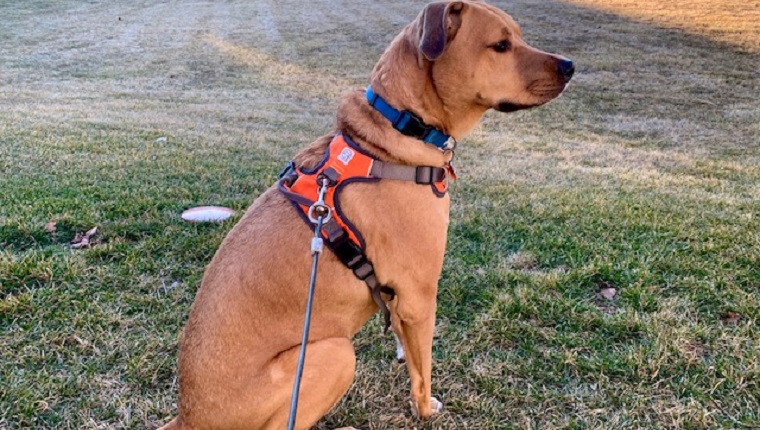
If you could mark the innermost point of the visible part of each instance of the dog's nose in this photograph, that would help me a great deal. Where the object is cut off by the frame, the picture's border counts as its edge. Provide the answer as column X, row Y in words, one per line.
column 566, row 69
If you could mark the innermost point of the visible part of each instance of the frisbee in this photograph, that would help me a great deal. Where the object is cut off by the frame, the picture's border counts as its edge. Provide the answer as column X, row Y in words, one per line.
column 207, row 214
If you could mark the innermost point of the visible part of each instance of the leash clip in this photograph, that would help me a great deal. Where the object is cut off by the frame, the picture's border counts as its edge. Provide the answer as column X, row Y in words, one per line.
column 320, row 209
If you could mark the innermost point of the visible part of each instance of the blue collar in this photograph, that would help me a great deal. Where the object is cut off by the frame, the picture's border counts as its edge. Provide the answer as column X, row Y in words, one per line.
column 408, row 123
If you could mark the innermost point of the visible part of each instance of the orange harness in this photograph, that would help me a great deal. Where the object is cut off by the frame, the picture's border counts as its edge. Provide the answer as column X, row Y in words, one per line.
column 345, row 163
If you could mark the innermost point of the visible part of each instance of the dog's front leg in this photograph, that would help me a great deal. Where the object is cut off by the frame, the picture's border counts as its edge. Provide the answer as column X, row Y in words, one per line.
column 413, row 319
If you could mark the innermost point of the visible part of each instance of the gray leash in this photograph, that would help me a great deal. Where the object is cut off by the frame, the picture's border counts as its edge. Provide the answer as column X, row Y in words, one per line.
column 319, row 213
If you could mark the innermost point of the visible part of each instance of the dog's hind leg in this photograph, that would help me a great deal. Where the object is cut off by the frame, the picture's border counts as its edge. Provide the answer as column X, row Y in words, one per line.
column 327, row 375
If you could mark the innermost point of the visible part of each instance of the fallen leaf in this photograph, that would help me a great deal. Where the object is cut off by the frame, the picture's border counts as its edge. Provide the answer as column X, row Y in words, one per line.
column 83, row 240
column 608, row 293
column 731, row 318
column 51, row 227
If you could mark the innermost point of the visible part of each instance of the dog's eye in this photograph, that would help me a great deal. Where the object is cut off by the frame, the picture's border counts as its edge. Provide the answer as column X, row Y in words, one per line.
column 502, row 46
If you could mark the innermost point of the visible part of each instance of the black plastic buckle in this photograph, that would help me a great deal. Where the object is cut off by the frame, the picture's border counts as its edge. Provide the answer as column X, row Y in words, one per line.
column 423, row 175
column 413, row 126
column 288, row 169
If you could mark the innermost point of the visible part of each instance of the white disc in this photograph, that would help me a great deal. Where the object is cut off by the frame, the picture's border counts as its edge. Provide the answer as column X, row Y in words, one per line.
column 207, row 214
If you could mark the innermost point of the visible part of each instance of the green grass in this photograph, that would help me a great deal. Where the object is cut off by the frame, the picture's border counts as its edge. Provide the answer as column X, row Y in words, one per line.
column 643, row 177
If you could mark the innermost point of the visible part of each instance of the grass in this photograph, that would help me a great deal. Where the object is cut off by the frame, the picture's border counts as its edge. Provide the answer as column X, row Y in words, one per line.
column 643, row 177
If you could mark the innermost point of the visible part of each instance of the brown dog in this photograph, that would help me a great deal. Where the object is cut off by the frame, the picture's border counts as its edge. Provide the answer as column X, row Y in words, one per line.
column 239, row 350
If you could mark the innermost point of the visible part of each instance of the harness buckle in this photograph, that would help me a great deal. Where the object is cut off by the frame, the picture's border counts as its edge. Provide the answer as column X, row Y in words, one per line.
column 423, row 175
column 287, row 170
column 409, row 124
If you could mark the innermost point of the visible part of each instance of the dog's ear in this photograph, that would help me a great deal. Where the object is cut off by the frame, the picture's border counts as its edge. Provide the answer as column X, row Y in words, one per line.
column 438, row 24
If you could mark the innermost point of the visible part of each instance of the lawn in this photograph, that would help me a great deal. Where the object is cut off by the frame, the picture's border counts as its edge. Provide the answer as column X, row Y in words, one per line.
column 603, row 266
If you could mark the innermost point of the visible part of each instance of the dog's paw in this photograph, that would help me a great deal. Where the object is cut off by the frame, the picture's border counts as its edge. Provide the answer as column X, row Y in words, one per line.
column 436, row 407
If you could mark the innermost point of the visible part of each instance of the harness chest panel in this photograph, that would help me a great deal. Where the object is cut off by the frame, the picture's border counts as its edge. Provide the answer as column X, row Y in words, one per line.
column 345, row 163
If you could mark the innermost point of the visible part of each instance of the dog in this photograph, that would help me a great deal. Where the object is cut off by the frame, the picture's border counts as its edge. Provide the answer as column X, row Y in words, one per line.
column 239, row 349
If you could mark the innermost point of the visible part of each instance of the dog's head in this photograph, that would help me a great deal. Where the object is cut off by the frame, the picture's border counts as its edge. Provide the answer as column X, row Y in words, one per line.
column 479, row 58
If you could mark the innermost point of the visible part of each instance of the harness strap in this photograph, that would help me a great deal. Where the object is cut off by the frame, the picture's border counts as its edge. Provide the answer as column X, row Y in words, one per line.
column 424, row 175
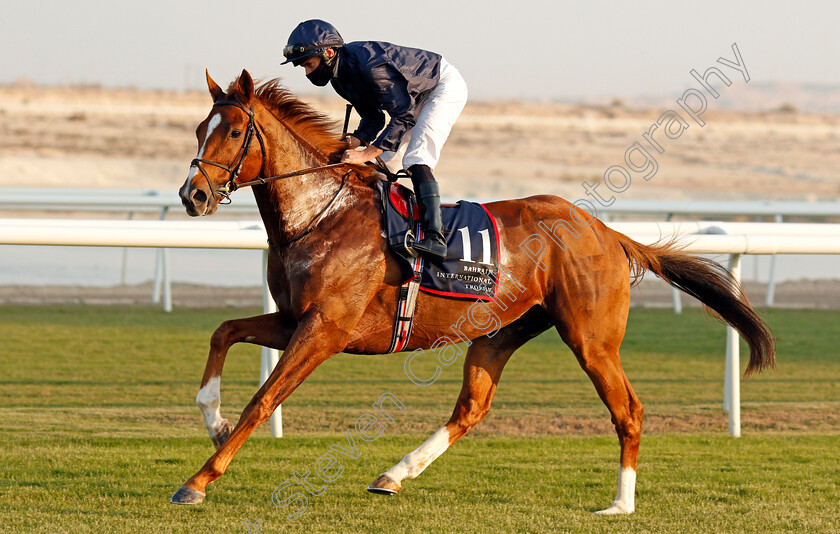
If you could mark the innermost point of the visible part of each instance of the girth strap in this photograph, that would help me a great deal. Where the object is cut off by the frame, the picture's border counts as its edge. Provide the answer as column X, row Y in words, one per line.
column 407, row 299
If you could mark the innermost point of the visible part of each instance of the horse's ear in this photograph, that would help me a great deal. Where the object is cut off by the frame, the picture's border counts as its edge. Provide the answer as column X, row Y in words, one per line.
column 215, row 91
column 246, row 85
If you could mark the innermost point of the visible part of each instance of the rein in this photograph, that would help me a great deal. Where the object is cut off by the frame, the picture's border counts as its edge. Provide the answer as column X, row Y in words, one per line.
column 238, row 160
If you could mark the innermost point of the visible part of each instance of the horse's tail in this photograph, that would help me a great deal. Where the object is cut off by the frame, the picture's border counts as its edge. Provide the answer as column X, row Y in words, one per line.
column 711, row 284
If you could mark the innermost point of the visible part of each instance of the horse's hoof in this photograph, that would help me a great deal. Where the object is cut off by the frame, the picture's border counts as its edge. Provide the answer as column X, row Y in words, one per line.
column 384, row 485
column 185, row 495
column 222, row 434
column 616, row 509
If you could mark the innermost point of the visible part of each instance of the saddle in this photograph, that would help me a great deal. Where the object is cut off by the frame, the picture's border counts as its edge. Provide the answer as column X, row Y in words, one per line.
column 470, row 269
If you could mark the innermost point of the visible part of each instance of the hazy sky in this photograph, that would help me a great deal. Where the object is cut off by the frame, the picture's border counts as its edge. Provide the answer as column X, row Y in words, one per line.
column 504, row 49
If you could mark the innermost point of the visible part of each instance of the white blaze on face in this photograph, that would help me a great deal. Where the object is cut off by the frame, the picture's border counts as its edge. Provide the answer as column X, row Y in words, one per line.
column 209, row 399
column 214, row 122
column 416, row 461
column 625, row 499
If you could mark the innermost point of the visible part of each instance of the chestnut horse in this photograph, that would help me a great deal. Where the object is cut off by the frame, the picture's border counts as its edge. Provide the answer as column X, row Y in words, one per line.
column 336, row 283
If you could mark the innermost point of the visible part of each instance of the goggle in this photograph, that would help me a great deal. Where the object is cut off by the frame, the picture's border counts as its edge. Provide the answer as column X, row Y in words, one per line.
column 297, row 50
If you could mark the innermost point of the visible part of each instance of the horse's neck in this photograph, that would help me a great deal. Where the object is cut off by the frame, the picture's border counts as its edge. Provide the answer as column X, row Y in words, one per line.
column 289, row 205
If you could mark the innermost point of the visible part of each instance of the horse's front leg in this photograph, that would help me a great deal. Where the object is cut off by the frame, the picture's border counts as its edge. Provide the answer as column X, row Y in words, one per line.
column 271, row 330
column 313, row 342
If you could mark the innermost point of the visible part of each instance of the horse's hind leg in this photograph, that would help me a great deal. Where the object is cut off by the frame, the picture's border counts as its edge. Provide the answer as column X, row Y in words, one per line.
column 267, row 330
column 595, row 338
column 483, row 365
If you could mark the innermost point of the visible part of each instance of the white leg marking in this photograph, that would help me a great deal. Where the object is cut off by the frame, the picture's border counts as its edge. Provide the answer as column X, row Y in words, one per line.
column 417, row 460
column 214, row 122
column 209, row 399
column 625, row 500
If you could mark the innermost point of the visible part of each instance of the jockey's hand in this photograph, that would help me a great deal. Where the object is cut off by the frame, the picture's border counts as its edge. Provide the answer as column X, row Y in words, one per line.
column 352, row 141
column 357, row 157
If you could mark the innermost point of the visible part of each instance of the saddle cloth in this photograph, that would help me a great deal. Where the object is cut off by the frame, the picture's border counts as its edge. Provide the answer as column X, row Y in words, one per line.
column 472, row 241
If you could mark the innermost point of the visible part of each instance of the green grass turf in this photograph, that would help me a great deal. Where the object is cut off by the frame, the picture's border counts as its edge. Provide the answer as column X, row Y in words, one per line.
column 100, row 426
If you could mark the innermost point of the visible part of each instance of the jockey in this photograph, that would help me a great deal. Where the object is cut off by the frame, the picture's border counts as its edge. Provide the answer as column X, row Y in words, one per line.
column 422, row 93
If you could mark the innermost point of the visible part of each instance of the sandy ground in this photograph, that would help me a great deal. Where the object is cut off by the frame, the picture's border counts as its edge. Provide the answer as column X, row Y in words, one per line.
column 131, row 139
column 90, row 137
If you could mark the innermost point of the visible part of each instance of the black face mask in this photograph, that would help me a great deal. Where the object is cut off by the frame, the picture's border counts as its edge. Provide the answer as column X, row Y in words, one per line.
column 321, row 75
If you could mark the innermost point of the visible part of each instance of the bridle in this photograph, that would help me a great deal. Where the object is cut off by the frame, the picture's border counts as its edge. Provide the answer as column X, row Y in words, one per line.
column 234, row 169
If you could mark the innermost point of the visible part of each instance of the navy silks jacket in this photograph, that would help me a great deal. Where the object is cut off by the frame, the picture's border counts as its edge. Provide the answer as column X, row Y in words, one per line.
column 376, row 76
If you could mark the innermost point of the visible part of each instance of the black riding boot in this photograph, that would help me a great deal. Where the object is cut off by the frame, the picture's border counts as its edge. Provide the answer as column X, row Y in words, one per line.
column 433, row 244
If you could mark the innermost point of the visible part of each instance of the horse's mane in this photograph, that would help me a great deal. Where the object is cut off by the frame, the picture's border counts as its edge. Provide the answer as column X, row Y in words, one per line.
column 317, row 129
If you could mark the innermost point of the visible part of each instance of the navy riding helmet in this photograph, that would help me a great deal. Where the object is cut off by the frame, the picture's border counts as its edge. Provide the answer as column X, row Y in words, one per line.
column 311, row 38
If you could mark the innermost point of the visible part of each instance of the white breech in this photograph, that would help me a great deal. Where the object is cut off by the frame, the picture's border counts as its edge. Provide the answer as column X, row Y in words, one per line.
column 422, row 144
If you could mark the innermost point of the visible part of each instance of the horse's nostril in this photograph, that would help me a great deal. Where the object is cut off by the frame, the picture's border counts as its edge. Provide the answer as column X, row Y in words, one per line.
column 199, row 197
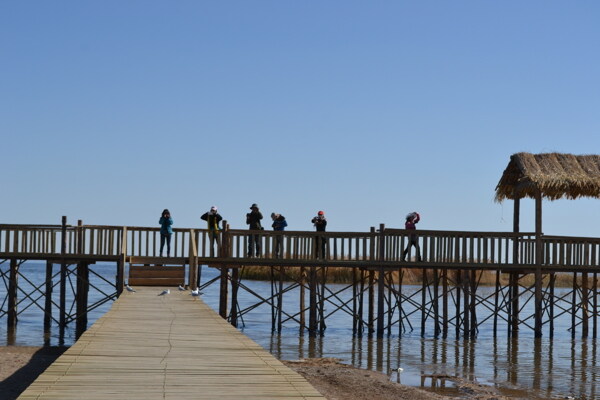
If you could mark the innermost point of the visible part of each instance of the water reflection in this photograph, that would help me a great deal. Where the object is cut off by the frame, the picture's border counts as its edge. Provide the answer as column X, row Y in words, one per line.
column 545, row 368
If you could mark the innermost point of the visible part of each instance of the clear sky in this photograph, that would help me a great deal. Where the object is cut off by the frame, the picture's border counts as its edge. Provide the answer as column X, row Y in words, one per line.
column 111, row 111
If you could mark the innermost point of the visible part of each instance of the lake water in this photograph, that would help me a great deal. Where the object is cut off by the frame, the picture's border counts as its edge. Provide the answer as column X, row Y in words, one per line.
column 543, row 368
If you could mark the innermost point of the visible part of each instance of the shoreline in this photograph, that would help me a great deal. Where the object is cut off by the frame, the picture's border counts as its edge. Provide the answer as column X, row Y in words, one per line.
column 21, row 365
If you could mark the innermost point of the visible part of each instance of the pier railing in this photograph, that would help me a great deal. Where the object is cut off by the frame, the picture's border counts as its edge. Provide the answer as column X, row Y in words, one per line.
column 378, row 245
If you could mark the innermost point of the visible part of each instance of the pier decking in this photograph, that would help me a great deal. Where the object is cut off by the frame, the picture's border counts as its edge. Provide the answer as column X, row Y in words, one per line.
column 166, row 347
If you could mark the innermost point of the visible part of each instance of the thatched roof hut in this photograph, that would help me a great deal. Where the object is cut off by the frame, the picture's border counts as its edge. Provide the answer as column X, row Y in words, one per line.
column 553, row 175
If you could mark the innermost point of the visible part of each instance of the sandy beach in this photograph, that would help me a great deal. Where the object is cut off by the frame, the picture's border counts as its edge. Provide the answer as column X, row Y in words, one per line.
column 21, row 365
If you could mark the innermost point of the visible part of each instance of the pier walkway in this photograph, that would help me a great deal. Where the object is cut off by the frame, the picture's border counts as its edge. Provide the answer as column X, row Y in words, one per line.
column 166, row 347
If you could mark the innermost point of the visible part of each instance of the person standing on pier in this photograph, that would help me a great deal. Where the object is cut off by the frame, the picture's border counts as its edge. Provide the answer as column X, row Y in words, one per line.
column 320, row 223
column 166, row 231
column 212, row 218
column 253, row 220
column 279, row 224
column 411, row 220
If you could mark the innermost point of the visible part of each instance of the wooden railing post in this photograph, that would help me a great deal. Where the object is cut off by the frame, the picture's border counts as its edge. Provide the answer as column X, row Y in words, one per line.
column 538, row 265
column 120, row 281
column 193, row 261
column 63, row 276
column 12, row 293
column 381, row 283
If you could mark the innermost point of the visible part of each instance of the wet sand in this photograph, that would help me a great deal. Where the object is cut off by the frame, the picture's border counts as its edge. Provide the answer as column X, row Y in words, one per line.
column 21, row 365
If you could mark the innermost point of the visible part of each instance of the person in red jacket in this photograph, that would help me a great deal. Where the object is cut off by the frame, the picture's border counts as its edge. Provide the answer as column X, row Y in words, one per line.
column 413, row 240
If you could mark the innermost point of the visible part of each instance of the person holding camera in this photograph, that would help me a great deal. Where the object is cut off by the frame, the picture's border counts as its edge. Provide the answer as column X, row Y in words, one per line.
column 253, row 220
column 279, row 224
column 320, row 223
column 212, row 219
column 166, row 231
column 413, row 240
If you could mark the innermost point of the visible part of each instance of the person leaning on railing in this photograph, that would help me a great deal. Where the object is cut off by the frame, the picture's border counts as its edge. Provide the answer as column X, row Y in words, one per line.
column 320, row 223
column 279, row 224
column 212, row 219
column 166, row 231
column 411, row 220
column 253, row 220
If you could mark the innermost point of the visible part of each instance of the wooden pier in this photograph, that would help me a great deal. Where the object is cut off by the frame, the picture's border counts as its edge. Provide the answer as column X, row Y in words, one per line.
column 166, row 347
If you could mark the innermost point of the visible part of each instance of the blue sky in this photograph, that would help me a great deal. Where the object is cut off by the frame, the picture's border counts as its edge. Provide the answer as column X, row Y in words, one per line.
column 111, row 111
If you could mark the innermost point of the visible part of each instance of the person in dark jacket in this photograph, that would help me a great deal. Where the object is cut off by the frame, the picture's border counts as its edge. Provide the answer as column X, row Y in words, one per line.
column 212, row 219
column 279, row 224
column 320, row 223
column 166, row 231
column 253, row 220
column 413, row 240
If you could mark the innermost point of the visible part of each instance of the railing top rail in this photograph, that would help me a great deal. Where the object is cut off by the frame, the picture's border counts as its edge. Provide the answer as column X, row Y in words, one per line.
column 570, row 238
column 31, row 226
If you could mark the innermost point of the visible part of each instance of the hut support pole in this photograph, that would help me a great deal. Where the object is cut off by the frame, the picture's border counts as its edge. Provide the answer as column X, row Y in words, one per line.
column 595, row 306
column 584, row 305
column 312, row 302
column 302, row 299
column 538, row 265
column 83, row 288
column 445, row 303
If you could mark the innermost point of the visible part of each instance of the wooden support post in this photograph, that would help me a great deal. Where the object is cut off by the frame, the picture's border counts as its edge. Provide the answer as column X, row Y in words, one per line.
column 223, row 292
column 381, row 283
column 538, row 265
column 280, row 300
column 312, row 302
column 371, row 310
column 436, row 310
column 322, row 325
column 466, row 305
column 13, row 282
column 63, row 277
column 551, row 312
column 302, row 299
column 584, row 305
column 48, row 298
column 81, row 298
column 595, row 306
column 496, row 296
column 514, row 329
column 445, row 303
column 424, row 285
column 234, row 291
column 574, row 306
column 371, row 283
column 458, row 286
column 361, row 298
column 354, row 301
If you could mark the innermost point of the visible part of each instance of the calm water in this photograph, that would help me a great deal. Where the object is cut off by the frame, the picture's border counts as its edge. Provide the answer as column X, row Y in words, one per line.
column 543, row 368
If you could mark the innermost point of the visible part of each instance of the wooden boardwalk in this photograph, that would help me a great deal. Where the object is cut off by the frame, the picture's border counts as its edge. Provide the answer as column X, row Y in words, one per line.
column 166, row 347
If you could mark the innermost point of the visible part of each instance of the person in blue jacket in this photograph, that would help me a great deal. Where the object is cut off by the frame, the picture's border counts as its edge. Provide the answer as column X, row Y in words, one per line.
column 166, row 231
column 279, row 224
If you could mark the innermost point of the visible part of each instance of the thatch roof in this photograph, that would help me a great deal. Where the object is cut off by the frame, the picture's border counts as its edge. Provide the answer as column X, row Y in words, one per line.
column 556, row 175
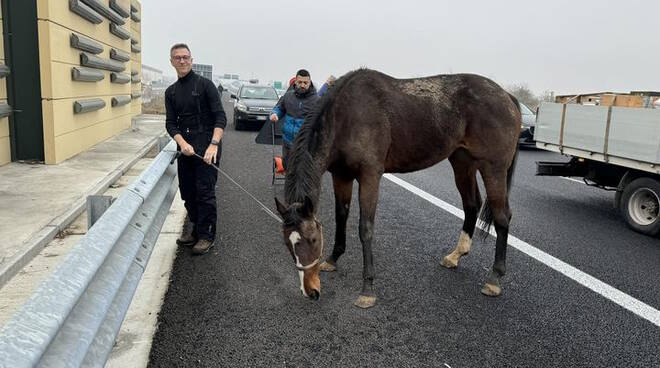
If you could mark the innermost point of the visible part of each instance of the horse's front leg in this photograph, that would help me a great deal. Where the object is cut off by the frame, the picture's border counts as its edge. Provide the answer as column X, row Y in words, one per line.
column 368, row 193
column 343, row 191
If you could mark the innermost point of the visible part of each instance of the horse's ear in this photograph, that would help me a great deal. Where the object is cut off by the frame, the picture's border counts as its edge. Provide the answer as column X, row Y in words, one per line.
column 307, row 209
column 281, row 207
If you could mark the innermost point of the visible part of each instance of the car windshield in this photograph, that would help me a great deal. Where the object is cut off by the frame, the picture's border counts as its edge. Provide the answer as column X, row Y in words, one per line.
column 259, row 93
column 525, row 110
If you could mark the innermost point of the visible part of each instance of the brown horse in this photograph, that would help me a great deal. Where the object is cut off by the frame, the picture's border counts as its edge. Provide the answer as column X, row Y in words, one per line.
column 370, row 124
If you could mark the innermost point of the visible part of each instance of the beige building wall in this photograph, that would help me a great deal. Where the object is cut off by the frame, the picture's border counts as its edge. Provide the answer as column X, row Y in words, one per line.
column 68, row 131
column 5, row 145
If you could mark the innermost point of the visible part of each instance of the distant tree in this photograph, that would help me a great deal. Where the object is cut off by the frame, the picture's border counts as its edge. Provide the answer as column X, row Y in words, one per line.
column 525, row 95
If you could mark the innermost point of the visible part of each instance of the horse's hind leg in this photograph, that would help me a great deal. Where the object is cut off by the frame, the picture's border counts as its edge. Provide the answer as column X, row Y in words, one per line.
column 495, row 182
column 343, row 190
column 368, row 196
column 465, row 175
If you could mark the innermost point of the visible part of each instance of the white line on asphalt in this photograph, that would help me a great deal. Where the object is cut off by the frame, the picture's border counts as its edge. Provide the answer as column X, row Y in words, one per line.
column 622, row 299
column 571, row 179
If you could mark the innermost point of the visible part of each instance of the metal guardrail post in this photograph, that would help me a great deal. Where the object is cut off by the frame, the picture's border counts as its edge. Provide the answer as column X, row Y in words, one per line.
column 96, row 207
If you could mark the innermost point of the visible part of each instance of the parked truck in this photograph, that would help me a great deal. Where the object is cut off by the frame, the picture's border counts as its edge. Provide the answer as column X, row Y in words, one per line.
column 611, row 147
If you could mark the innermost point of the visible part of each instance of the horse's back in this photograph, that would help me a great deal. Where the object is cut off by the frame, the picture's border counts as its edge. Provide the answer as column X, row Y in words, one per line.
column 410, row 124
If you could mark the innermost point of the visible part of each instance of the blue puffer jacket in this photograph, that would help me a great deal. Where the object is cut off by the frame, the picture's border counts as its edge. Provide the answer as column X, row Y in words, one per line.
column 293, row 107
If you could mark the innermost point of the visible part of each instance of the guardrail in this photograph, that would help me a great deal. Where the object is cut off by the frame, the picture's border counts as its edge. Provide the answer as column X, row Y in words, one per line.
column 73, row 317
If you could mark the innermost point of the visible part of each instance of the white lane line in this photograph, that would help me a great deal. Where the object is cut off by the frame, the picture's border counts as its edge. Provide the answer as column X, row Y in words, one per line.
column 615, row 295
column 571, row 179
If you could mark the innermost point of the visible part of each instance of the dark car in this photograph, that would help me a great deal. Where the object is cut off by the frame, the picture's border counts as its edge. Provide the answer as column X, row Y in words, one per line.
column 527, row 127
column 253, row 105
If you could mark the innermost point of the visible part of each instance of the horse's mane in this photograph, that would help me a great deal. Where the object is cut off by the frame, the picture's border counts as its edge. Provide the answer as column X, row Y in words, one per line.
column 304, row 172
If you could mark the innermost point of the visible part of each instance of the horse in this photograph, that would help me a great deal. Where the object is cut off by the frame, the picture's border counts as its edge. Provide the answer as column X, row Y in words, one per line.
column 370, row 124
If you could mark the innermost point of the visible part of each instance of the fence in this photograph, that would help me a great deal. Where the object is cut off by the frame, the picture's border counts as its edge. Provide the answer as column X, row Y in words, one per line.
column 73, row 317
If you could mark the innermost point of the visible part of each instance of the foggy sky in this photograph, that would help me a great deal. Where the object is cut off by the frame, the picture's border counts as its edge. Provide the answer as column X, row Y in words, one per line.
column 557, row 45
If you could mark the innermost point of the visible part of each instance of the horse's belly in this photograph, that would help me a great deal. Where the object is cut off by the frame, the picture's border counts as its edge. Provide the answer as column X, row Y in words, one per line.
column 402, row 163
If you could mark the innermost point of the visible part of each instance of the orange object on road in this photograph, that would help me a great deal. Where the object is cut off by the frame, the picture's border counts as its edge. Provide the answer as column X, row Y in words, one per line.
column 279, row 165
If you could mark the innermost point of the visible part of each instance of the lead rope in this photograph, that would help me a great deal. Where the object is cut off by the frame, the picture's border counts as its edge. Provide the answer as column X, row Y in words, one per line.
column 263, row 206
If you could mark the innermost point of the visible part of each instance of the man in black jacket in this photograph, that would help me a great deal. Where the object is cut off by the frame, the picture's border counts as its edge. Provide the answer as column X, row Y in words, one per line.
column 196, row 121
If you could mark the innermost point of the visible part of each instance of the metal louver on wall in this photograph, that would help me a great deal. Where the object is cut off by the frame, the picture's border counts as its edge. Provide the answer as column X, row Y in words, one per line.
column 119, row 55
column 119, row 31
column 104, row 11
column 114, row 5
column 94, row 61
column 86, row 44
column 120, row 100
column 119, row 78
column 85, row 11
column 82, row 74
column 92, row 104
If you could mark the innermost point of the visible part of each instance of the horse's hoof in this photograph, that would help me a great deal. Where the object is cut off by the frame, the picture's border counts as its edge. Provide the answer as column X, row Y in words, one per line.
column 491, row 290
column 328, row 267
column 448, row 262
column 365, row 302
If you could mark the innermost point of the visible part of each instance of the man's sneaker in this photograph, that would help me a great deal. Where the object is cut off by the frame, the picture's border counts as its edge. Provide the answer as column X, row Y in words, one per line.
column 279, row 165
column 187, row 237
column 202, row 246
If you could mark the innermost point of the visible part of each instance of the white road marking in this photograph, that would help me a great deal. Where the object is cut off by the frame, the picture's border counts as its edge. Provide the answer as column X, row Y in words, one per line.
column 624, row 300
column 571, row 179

# [The problem]
Reproduce the entries exactly, everything from the line containing "the horse's nostril" down to the line containing "column 199, row 197", with both of those lines included.

# [Solution below]
If you could mark the innermost point of the visible part of each instance of the horse's nostril in this photograph, that would help me a great deal. Where the object is cut off by the frame, the picture's border counts as its edge. Provide the answer as column X, row Y in words, one per line.
column 199, row 197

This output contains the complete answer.